# Gasoline & Diesel Prices!



## Live Oak (Dec 22, 2003)

I haven't bought gas in a good while. $1.87 a gallon for premium! I don't use much gas so it is not so bad at 32 mpg. I stocked up on 134 gallons of #2 diesel yesterday at the Flying J. It was $1.45.9 a gallon and I got a 1 cent a gallon discount with my rewards card. Figured I better get some before the price of diesel shoots through the roof too. Just my luck it will drop 25 cents a gallon!   

What are you all paying for gas and diesel?


----------



## guest (Sep 16, 2003)

1.65 for regular... 

Propane gas is way up now too.. i get my tank filled every month or so.. its always been 1.69 or 1.79 this time it was 2.28$ thats the most ive seen it...


----------



## jodyand (Sep 16, 2003)

Reg goes anywhere from $1.48 to $1.65 and about $.10 more for plus and $.10 more then the plus for super. Diesel is about the same as reg gas.
Jody


----------



## Live Oak (Dec 22, 2003)

Last trip to the Flying J last Saturday 4 Sept. I paid $1.65 a gallon for #2 diesel. Sure would be nice to roll the tapes back to when it was around a dollar even.  Over all the prices have gone up a lot but not as much as I expected them to.


----------



## Live Oak (Dec 22, 2003)

I filled up yesterday at the Flying J and diesel was $1.85 a gallon. Hopefully this price trend will continue downward.  I can't wait to get back to the summer diesel prices!


----------



## bigl22 (Sep 16, 2003)

here in southern Ill. -- reg gas - 1.77; med - 1.88; premium- 1.98-- diesel 2.34$ -- LPG is 1.69 this week -- my working vehicle gets 9 mpg -- on reg gas -- 57 miles/day-- we don't eat out much anymore--


----------



## Toolman (Sep 16, 2003)

I'm in south central indiana & yesterday morning at 6 am Reg was $1.64/gal. By the afternoon (2:30 pm) Reg was $1.79/gal. Diesel was $2.48/gal. 
30 miles away Reg was $1.84/gal at the Walmart & $1.82/gal at Kmart.
There's no reason for this, it's out & out price gouging and it happens every Friday.


----------



## Toolman (Sep 16, 2003)

(Location identification entries)
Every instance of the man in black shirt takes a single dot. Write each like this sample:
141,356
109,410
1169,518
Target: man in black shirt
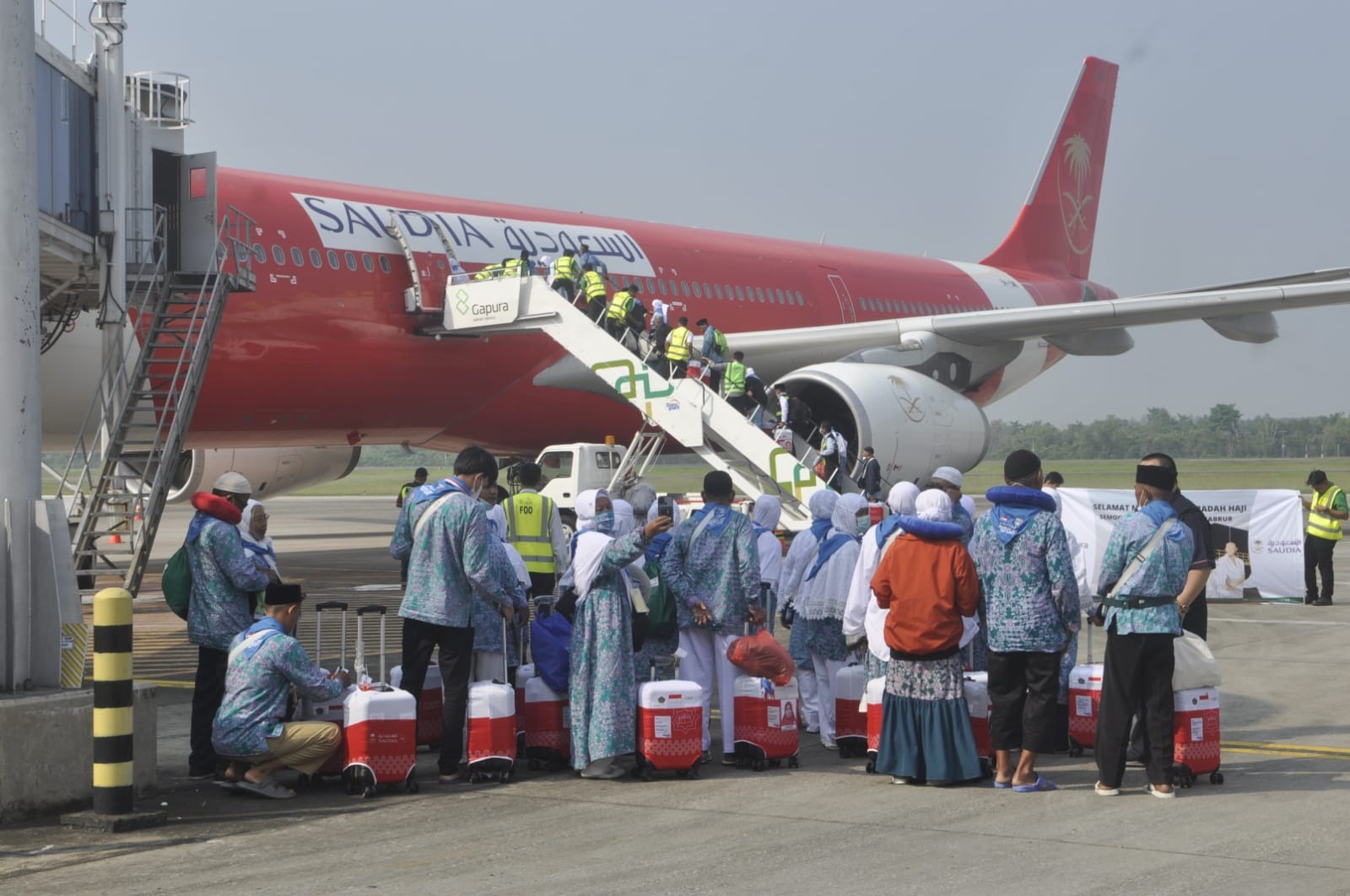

Exercises to complete:
**A.** In the fuel price thread, how many miles per gallon does bigl22's working vehicle get?
**B.** Edit a passage of the fuel price thread: start at "## bigl22 (Sep", stop after "Diesel was $2.48/gal.", and give it back with "afternoon" changed to "evening".
**C.** Carry the fuel price thread on from its final line.

Per-task outputs:
**A.** 9 mpg on regular gas.

**B.**
## bigl22 (Sep 16, 2003)

here in southern Ill. -- reg gas - 1.77; med - 1.88; premium- 1.98-- diesel 2.34$ -- LPG is 1.69 this week -- my working vehicle gets 9 mpg -- on reg gas -- 57 miles/day-- we don't eat out much anymore--


----------



## Toolman (Sep 16, 2003)

I'm in south central indiana & yesterday morning at 6 am Reg was $1.64/gal. By the evening (2:30 pm) Reg was $1.79/gal. Diesel was $2.48/gal.

**C.**
Sorry, I meant to say:
I'm in south eastern Indiana. Yesterday morning at 6 am Reg was $1.64/gal. By the afternoon (2:30 pm) Reg was $1.79/gal. Diesel was $2.48/gal. 
30 miles away Reg was $1.84/gal at the Walmart & $1.82/gal at Kmart.
There's no reason for this, it's out & out price gouging and it happens every Friday.


----------



## Toolman (Sep 16, 2003)

Our local radio station has been broadcasting the price/gal when people call it in. The gas stations are saying it's because crude oil prices change. 
I went into town this evening & Reg was back down to $1.64/gal. How can the price of crude oil fluctuate that quick? It's bunch of bull.


----------



## Tau44 (Dec 7, 2003)

I live in Madisonville KY and I visited Henderson Ky the other day, where my wife is from and gas was 1.74 in Madisonville that day and when I was leaving Henderson, KY I noticed that gas was a 1.58. That is a .16 difference and it is only 33 miles between towns.


----------



## Thomas (Nov 1, 2006)

89 Octan..$3.89 gallon
Diesel...$4.09 gallon


----------



## Hoodoo Valley (Nov 14, 2006)

Thomas said:


> 89 Octan..$3.89 gallon
> Diesel...$4.09 gallon


So shut the heck up huh?:lmao:


----------



## Thomas (Nov 1, 2006)

Guess I want be wondering what gallon of milk going for.


----------



## wjjones (May 28, 2010)

$3.59 for regular unleaded 87% octane here, and $4.09 for road diesel.


----------



## pogobill (Jan 31, 2012)

The price around here would equate to 5.22/ US Gal
In some places in Quebec the price was up to $5.86 / US Gal


----------



## rubberfish (Aug 8, 2012)

And that's why I travel across into Washington state
weekly to buy fuel and groceries. I kind of feel sorry
for the people of Bellingham WA. They can't even get
into Costco because of all us Canadian shoppers.
But fuel and food are way cheaper.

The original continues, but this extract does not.